Beneath this task are the entries; from the line with "Please mark where the church bell" through the last one, transcribe every line exactly and nothing else, skipping pictures.

Collected data:
"""

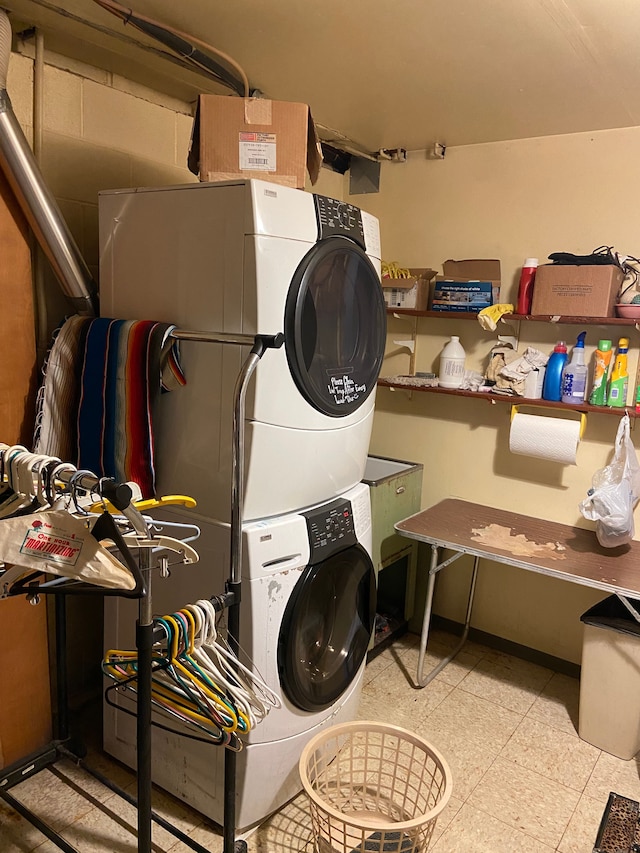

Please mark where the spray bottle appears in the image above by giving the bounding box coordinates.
[561,331,588,404]
[588,340,613,406]
[607,338,630,408]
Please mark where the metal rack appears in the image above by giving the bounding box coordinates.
[0,328,284,853]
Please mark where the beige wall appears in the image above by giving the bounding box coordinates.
[349,132,640,663]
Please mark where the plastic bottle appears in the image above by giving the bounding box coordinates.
[438,336,466,389]
[516,258,539,315]
[588,339,613,406]
[607,338,630,408]
[561,331,588,404]
[542,341,568,401]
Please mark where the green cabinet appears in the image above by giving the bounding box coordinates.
[363,455,423,653]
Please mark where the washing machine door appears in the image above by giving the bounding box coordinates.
[277,543,376,712]
[284,236,386,418]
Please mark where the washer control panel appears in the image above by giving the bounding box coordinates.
[304,497,358,564]
[314,195,365,247]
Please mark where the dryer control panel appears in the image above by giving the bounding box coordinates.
[314,195,365,248]
[304,497,358,565]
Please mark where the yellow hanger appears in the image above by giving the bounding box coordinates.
[89,494,197,514]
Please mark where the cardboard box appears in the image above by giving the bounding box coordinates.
[530,264,624,317]
[431,280,493,312]
[432,259,501,308]
[382,268,437,311]
[188,95,323,189]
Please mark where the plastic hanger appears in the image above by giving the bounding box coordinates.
[120,531,200,565]
[88,494,197,514]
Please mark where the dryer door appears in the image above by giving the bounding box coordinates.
[277,543,376,712]
[284,236,386,418]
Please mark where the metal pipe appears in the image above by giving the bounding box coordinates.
[0,12,97,316]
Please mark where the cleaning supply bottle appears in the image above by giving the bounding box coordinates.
[516,258,539,315]
[438,336,466,389]
[588,339,613,406]
[542,341,568,401]
[561,331,588,404]
[607,338,630,408]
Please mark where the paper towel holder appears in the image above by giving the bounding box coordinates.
[510,404,587,439]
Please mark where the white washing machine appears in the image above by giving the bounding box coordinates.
[103,481,375,830]
[99,179,386,522]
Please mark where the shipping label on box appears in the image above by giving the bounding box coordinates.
[431,280,493,312]
[238,131,277,171]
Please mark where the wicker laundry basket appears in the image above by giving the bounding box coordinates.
[299,720,452,853]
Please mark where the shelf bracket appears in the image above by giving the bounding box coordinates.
[497,318,520,352]
[390,312,419,376]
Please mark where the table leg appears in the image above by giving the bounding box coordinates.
[416,551,480,688]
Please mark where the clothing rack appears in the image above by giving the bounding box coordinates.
[0,328,284,853]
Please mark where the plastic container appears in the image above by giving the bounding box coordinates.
[299,720,452,853]
[607,337,630,408]
[561,331,588,404]
[579,595,640,759]
[542,341,568,401]
[523,366,546,399]
[588,339,613,407]
[438,336,466,389]
[516,258,538,315]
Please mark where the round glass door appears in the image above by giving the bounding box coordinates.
[284,236,386,417]
[277,544,376,712]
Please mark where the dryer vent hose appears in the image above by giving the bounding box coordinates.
[0,11,97,315]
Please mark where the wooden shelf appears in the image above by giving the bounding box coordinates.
[506,313,640,326]
[386,308,640,325]
[376,378,638,416]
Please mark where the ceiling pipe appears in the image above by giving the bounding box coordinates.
[0,11,97,316]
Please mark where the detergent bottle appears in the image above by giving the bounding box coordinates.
[542,341,568,401]
[607,338,630,408]
[561,331,588,404]
[515,258,539,315]
[438,336,466,389]
[588,339,613,406]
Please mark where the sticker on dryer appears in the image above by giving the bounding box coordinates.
[239,132,276,172]
[327,375,366,405]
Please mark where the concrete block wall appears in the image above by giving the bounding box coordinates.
[8,44,197,290]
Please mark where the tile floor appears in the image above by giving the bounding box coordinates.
[2,627,639,852]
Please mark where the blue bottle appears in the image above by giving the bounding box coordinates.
[542,341,568,401]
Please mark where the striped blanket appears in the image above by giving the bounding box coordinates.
[35,317,185,498]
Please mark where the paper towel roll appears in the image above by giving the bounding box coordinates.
[509,412,581,464]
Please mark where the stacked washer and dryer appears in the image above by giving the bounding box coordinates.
[99,179,387,830]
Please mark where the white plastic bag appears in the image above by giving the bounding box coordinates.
[579,413,640,548]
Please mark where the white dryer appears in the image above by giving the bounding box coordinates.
[103,481,375,830]
[99,180,386,522]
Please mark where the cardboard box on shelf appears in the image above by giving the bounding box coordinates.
[431,280,493,313]
[530,264,624,317]
[382,268,437,311]
[188,95,323,189]
[431,259,502,309]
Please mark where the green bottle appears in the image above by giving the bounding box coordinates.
[607,338,630,408]
[588,340,612,406]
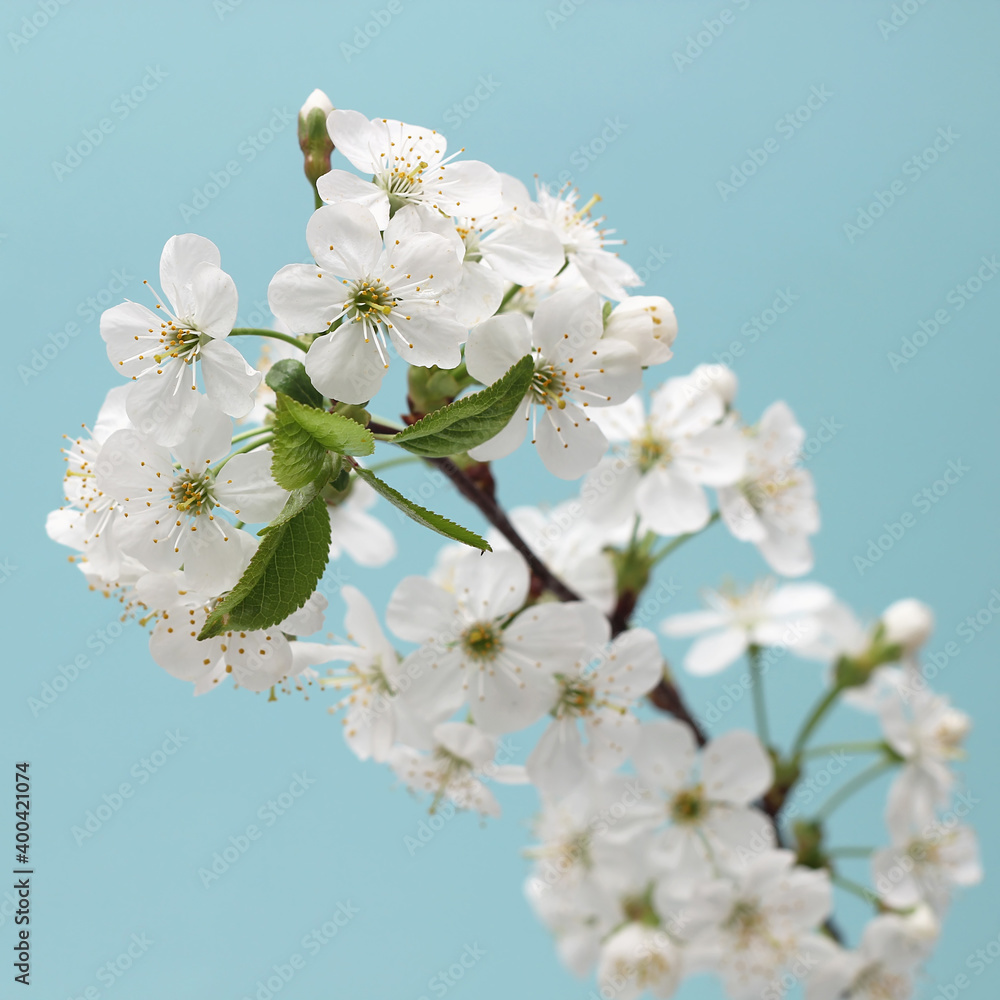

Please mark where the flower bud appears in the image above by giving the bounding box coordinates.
[603,295,677,366]
[690,363,738,406]
[903,903,940,945]
[298,89,335,188]
[881,598,934,652]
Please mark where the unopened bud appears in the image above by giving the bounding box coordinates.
[298,89,335,187]
[904,902,940,944]
[881,598,934,652]
[690,362,738,406]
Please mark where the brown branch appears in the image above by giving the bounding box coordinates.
[424,456,582,604]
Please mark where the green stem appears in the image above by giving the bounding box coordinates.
[801,741,887,760]
[229,328,308,352]
[497,283,523,312]
[827,846,875,858]
[791,683,844,758]
[212,434,274,474]
[651,511,719,565]
[312,185,323,211]
[814,758,896,822]
[831,874,878,906]
[230,426,273,445]
[748,645,771,747]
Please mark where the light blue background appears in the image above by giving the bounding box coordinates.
[2,1,998,997]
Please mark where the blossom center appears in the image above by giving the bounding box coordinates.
[462,622,504,661]
[531,362,568,409]
[154,321,202,365]
[169,473,214,516]
[345,278,396,325]
[670,786,705,824]
[723,899,765,944]
[376,161,428,213]
[456,226,483,263]
[554,677,596,718]
[633,428,671,472]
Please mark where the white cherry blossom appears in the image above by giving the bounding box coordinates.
[300,585,407,762]
[388,721,524,818]
[584,373,747,535]
[100,234,259,445]
[807,907,938,1000]
[718,401,819,576]
[662,578,833,676]
[596,923,684,1000]
[268,203,465,403]
[465,287,642,478]
[46,385,133,581]
[386,549,593,733]
[141,574,327,694]
[872,822,981,913]
[95,397,287,594]
[634,720,775,895]
[879,688,971,831]
[671,849,832,1000]
[527,628,663,800]
[317,111,503,228]
[525,183,641,300]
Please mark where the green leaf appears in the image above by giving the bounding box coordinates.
[388,355,533,458]
[265,359,325,408]
[258,459,335,535]
[352,465,491,552]
[198,495,331,639]
[271,395,329,490]
[283,397,375,456]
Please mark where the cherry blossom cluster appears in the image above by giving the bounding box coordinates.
[47,89,979,999]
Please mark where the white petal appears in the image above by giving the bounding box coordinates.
[386,577,457,643]
[464,312,531,384]
[199,339,261,418]
[532,287,603,358]
[315,170,389,230]
[386,302,466,369]
[481,218,564,285]
[187,262,238,338]
[454,549,530,620]
[213,450,288,523]
[304,326,387,404]
[306,202,383,276]
[325,109,382,171]
[701,730,774,804]
[125,368,200,447]
[535,404,608,480]
[633,718,697,794]
[527,719,588,800]
[159,234,221,318]
[467,399,530,462]
[684,627,747,676]
[636,466,710,536]
[267,263,347,335]
[449,260,504,328]
[661,609,728,638]
[171,395,232,468]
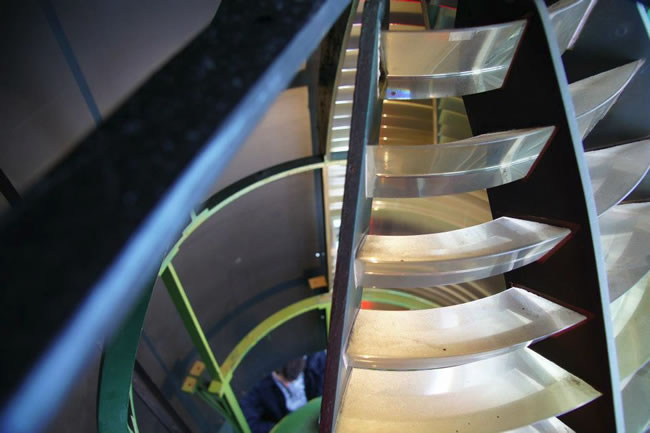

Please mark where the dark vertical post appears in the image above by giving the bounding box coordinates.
[319,1,388,432]
[457,0,624,431]
[0,169,21,207]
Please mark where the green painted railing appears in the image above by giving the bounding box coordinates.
[100,157,438,433]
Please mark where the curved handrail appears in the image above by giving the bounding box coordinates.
[220,294,331,383]
[219,288,438,384]
[158,156,342,271]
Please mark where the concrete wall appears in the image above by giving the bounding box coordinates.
[0,1,327,432]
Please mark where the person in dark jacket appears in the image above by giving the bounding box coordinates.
[240,351,326,433]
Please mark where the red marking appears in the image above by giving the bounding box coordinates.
[360,300,374,310]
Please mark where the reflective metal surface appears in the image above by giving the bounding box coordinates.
[381,21,526,99]
[599,203,650,301]
[570,60,644,138]
[548,0,595,53]
[371,190,493,235]
[347,287,585,369]
[357,217,570,288]
[503,417,575,433]
[366,127,554,198]
[586,139,650,215]
[611,274,650,383]
[395,275,506,308]
[379,100,434,146]
[327,6,363,154]
[325,162,347,278]
[621,361,650,433]
[336,348,600,433]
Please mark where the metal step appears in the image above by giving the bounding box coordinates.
[548,0,595,53]
[366,127,554,198]
[347,287,585,369]
[570,60,644,138]
[586,139,650,215]
[370,190,492,235]
[611,274,650,384]
[503,417,575,433]
[336,348,600,433]
[392,275,506,308]
[599,203,650,301]
[381,20,526,99]
[357,217,570,289]
[621,361,650,433]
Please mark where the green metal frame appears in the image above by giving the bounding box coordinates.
[159,160,341,271]
[97,284,154,433]
[160,263,436,433]
[102,160,438,433]
[220,294,332,384]
[160,264,251,433]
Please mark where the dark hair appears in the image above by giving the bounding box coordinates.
[275,357,306,381]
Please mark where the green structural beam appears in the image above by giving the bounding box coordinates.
[161,264,225,385]
[161,263,251,433]
[220,294,331,382]
[97,284,154,433]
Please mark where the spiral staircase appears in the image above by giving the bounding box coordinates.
[320,1,650,432]
[1,1,648,433]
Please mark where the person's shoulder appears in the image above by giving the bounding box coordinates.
[306,350,326,373]
[244,375,276,400]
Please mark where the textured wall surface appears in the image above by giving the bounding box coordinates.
[2,1,329,432]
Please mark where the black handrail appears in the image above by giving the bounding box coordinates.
[319,1,389,432]
[0,1,350,432]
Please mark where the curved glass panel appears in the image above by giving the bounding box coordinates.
[381,20,526,99]
[367,127,554,197]
[612,274,650,383]
[570,60,644,138]
[357,217,570,288]
[586,139,650,215]
[548,0,595,53]
[503,417,575,433]
[371,190,493,235]
[599,203,650,301]
[621,361,650,433]
[347,287,585,369]
[337,348,600,433]
[394,276,506,307]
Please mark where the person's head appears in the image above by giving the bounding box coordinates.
[274,357,306,382]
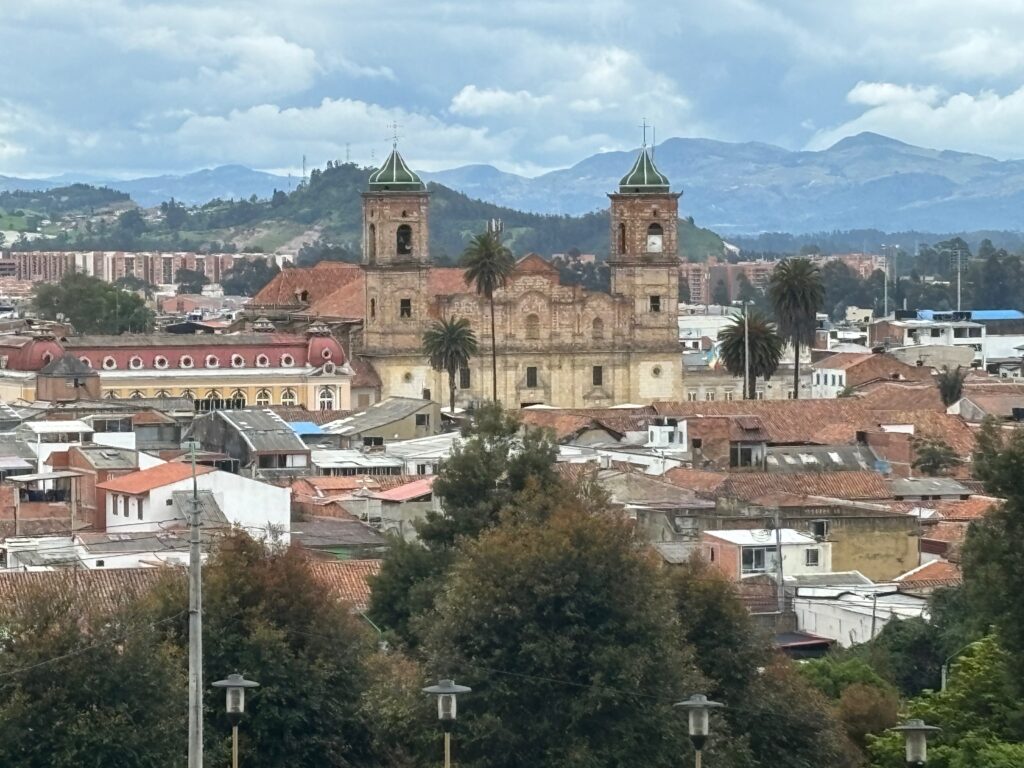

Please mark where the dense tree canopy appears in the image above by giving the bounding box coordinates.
[33,271,154,333]
[220,257,280,296]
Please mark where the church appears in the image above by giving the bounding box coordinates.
[250,144,684,409]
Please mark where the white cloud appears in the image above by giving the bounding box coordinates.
[450,86,552,117]
[809,81,1024,158]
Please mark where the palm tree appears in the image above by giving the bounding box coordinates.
[717,309,784,399]
[461,231,514,401]
[936,365,967,407]
[423,316,478,415]
[769,258,824,400]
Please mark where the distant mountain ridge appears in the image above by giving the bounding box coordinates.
[423,133,1024,235]
[3,132,1024,234]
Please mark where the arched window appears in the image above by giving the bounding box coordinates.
[180,389,195,401]
[104,390,120,400]
[318,387,335,411]
[396,224,413,256]
[646,223,664,253]
[255,389,272,406]
[618,222,626,255]
[592,317,604,340]
[154,389,171,398]
[230,389,246,408]
[368,223,376,263]
[525,314,540,341]
[129,390,145,400]
[280,388,298,406]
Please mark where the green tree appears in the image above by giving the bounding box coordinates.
[935,366,967,407]
[770,258,824,400]
[0,573,185,767]
[175,267,209,295]
[912,437,961,476]
[717,309,784,399]
[461,231,514,402]
[159,198,188,230]
[423,506,732,768]
[114,274,157,298]
[221,257,280,297]
[117,208,146,241]
[148,532,386,768]
[423,316,478,415]
[33,271,154,333]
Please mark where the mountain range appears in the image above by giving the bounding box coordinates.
[4,133,1024,234]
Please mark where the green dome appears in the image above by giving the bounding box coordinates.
[368,148,425,191]
[618,147,670,193]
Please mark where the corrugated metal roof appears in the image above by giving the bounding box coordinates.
[213,409,308,453]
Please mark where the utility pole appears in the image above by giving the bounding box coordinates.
[772,507,785,613]
[187,439,203,768]
[882,244,889,317]
[743,302,751,399]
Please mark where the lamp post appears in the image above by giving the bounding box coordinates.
[423,679,471,768]
[181,436,203,768]
[212,673,260,768]
[674,693,724,768]
[892,718,940,767]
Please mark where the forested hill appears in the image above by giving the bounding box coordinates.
[8,163,725,263]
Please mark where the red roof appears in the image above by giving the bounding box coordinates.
[96,463,214,495]
[250,262,362,306]
[306,559,382,611]
[374,476,434,502]
[937,495,1001,521]
[895,558,962,586]
[309,274,366,319]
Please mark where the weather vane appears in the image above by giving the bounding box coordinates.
[389,120,401,149]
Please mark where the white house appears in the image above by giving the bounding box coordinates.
[96,462,290,545]
[793,585,928,647]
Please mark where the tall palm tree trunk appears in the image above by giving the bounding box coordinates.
[792,340,801,400]
[448,368,457,415]
[489,293,498,402]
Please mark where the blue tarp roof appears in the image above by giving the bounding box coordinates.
[917,309,1023,321]
[287,421,324,435]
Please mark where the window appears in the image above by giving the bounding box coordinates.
[137,502,143,520]
[646,222,664,253]
[370,298,376,319]
[691,438,703,450]
[154,389,170,398]
[526,366,538,388]
[122,496,129,517]
[255,389,271,406]
[617,222,626,254]
[230,390,246,408]
[592,317,604,340]
[810,520,830,539]
[741,546,773,574]
[367,223,376,263]
[730,444,755,468]
[231,354,245,368]
[363,436,384,447]
[422,388,431,401]
[96,560,105,568]
[649,295,662,313]
[416,463,428,475]
[396,224,413,255]
[205,355,219,369]
[280,388,298,406]
[525,314,540,340]
[786,390,795,400]
[756,390,765,400]
[280,354,295,368]
[805,548,820,567]
[705,391,715,401]
[592,365,603,387]
[687,389,698,401]
[400,298,412,318]
[319,387,335,411]
[459,366,471,389]
[415,413,430,427]
[180,389,195,401]
[724,389,734,401]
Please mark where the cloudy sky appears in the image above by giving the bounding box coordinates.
[5,0,1024,177]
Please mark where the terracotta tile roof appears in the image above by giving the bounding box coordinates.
[519,407,656,441]
[96,463,214,495]
[895,558,962,586]
[291,476,382,497]
[427,268,472,297]
[922,520,968,544]
[131,409,177,426]
[0,559,382,613]
[662,468,729,495]
[854,383,945,412]
[873,410,977,456]
[250,262,362,307]
[350,357,382,389]
[718,470,892,502]
[307,559,381,611]
[653,400,869,444]
[374,476,434,501]
[936,495,1001,521]
[308,274,366,319]
[371,474,425,491]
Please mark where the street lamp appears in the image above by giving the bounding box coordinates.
[423,678,471,768]
[674,693,724,768]
[892,718,940,767]
[212,673,260,768]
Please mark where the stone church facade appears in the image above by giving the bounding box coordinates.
[357,144,684,409]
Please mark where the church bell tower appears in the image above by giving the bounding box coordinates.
[361,145,431,354]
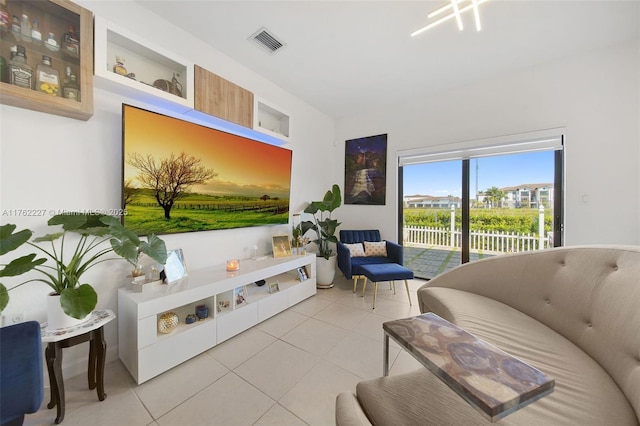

"""

Solution:
Please mark where the church bell tower appears in the image above by giving the bounding box coordinates.
[361,145,431,354]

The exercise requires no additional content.